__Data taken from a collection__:
=== Section Start ===

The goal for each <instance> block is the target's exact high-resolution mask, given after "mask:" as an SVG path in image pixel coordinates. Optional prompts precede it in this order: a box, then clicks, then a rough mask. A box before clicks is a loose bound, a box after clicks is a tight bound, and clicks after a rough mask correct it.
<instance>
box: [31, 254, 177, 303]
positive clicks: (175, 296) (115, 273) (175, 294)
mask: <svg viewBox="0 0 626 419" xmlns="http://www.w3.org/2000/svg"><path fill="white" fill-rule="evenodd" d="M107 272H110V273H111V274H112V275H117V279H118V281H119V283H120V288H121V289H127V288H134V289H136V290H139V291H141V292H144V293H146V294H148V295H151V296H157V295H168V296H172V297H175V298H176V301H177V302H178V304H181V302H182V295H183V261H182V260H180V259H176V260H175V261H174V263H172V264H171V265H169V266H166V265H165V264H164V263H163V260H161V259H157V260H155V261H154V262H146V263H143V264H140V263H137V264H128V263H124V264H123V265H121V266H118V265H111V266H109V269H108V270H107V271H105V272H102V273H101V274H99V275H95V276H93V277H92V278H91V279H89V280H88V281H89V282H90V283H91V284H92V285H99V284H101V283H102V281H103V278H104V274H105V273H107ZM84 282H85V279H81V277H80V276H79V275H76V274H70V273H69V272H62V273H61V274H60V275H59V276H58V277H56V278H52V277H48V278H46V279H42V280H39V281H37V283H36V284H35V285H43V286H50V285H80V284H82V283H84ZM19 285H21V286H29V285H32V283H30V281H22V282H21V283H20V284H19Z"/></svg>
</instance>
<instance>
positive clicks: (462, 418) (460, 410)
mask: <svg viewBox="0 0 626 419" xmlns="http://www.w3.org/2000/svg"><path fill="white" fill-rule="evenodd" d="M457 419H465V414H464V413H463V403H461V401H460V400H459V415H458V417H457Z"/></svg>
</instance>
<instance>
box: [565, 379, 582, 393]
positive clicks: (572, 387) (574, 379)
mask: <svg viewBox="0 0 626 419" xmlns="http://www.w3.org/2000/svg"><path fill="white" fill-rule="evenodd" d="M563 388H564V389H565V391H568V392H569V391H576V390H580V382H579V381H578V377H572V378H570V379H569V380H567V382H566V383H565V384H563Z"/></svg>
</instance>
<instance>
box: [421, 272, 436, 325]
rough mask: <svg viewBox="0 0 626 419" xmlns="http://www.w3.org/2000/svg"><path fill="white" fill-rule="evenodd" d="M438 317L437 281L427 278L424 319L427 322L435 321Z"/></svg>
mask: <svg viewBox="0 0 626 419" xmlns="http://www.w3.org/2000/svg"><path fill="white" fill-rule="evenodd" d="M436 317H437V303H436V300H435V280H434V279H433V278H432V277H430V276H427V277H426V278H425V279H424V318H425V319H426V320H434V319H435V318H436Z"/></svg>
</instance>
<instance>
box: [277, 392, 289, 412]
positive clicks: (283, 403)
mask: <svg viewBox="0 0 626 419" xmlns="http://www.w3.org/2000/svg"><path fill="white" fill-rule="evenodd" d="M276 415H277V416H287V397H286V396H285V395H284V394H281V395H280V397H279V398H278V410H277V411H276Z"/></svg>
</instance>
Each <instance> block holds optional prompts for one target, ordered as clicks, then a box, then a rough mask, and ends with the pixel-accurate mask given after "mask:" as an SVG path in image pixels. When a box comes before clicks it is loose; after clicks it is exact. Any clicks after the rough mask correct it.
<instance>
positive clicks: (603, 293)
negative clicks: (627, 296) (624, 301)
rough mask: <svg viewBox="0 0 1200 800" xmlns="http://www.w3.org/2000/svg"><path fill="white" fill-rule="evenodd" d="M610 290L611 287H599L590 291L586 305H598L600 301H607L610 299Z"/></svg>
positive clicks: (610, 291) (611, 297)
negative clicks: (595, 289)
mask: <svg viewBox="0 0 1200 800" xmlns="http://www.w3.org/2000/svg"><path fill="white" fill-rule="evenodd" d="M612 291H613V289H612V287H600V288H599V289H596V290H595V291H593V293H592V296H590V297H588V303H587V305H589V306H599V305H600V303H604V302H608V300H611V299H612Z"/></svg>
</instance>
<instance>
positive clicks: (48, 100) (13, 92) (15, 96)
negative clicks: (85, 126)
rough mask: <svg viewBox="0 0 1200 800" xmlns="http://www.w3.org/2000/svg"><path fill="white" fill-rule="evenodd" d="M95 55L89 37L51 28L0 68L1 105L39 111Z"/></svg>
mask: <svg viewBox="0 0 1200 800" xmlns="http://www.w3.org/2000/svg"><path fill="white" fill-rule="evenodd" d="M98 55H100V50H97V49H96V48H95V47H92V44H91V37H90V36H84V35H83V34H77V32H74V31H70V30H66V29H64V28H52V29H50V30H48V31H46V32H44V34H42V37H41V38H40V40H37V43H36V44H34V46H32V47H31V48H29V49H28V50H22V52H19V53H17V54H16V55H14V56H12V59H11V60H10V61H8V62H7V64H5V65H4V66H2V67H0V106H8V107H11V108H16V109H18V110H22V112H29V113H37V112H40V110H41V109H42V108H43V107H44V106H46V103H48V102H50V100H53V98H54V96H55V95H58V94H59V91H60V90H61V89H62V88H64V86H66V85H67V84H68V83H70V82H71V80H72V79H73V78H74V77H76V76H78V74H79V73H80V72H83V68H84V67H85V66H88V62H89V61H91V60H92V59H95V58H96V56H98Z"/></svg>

=== Section End ===

__PROBLEM STATEMENT__: Extract all of the rows above and reproduce each line precisely as it appears, with nothing changed.

__YOUR RESPONSE__:
The goal for each <instance> block is the target's exact high-resolution mask, given after "mask:" as an SVG path in image pixel coordinates. Optional prompts precede it in this order: a box, then clicks, then a rough mask. A box before clicks is a loose bound, a box after clicks is a tight bound, and clicks after a rough mask correct it.
<instance>
box: [31, 254, 177, 303]
positive clicks: (175, 296) (115, 273) (175, 294)
mask: <svg viewBox="0 0 626 419" xmlns="http://www.w3.org/2000/svg"><path fill="white" fill-rule="evenodd" d="M107 272H110V273H111V274H112V275H117V279H118V281H119V283H120V288H121V289H127V288H134V289H136V290H139V291H141V292H144V293H146V294H148V295H151V296H157V295H168V296H172V297H175V298H176V301H177V302H178V304H181V302H182V295H183V261H182V260H180V259H176V260H175V261H174V263H172V264H171V265H169V266H166V265H165V264H164V263H163V260H161V259H157V260H155V261H154V262H146V263H143V264H140V263H137V264H128V263H124V264H123V265H121V266H118V265H111V266H109V269H108V270H107V271H105V272H102V273H101V274H99V275H95V276H93V277H92V278H91V279H89V280H88V281H89V282H90V283H91V284H92V285H99V284H101V283H102V281H103V278H104V274H105V273H107ZM84 282H85V279H81V277H80V276H79V275H76V274H70V273H69V272H62V273H61V274H60V275H59V276H58V277H56V278H52V277H48V278H46V279H42V280H39V281H37V283H36V284H35V285H43V286H50V285H80V284H82V283H84ZM19 285H21V286H29V285H32V283H30V281H22V282H21V283H20V284H19Z"/></svg>
</instance>
<instance>
positive clicks: (462, 418) (460, 410)
mask: <svg viewBox="0 0 626 419" xmlns="http://www.w3.org/2000/svg"><path fill="white" fill-rule="evenodd" d="M457 419H465V414H464V413H463V403H461V401H460V400H459V415H458V417H457Z"/></svg>
</instance>
<instance>
box: [565, 379, 582, 393]
positive clicks: (572, 387) (574, 379)
mask: <svg viewBox="0 0 626 419" xmlns="http://www.w3.org/2000/svg"><path fill="white" fill-rule="evenodd" d="M563 388H564V389H565V391H568V392H569V391H576V390H580V382H579V381H578V377H572V378H570V379H569V380H567V382H566V383H565V384H563Z"/></svg>
</instance>
<instance>
box: [421, 272, 436, 325]
rough mask: <svg viewBox="0 0 626 419" xmlns="http://www.w3.org/2000/svg"><path fill="white" fill-rule="evenodd" d="M438 317L437 281L427 278L424 319L427 322L435 321Z"/></svg>
mask: <svg viewBox="0 0 626 419" xmlns="http://www.w3.org/2000/svg"><path fill="white" fill-rule="evenodd" d="M436 317H437V303H436V300H435V280H434V279H433V278H432V277H430V276H427V277H426V278H425V279H424V318H425V319H426V320H434V319H435V318H436Z"/></svg>
</instance>
<instance>
box: [277, 392, 289, 412]
positive clicks: (283, 403)
mask: <svg viewBox="0 0 626 419" xmlns="http://www.w3.org/2000/svg"><path fill="white" fill-rule="evenodd" d="M276 415H277V416H287V397H286V396H285V395H284V394H281V395H280V397H279V398H278V410H277V411H276Z"/></svg>
</instance>
Each <instance> block holds optional prompts for one target, ordered as clicks, then a box, then a rough mask, and ends with the pixel-accurate mask given after "mask:" as an SVG path in image pixels. When a box comes before clicks it is loose; after clicks it is exact. Any clicks after the rough mask correct it.
<instance>
positive clicks: (603, 293)
negative clicks: (627, 296) (624, 301)
rough mask: <svg viewBox="0 0 1200 800" xmlns="http://www.w3.org/2000/svg"><path fill="white" fill-rule="evenodd" d="M610 290L611 287H599L590 291L586 305H598L600 301H607L610 299Z"/></svg>
positive clicks: (610, 291) (611, 297)
negative clicks: (595, 289)
mask: <svg viewBox="0 0 1200 800" xmlns="http://www.w3.org/2000/svg"><path fill="white" fill-rule="evenodd" d="M612 291H613V289H612V287H600V288H599V289H596V290H595V291H593V293H592V296H590V297H588V303H587V305H589V306H599V305H600V303H604V302H608V300H611V299H612Z"/></svg>
</instance>
<instance>
positive clicks: (48, 100) (13, 92) (15, 96)
negative clicks: (85, 126)
rough mask: <svg viewBox="0 0 1200 800" xmlns="http://www.w3.org/2000/svg"><path fill="white" fill-rule="evenodd" d="M95 55L89 37L51 28L0 68L1 105L39 111Z"/></svg>
mask: <svg viewBox="0 0 1200 800" xmlns="http://www.w3.org/2000/svg"><path fill="white" fill-rule="evenodd" d="M98 55H100V50H97V49H96V48H95V47H92V44H91V37H90V36H84V35H83V34H77V32H74V31H70V30H66V29H64V28H52V29H50V30H48V31H46V32H44V34H42V37H41V38H40V40H37V43H36V44H34V46H32V47H31V48H29V49H28V50H22V52H19V53H17V54H16V55H14V56H12V59H11V60H10V61H8V62H7V64H5V65H4V66H2V67H0V106H8V107H11V108H16V109H18V110H22V112H29V113H37V112H40V110H41V109H42V108H43V107H44V106H46V103H48V102H50V100H53V98H54V96H55V95H58V94H59V91H60V90H61V89H62V88H64V86H66V85H67V84H68V83H70V82H71V80H72V79H73V78H74V77H76V76H78V74H79V73H80V72H83V68H84V67H85V66H88V62H89V61H91V60H92V59H95V58H96V56H98Z"/></svg>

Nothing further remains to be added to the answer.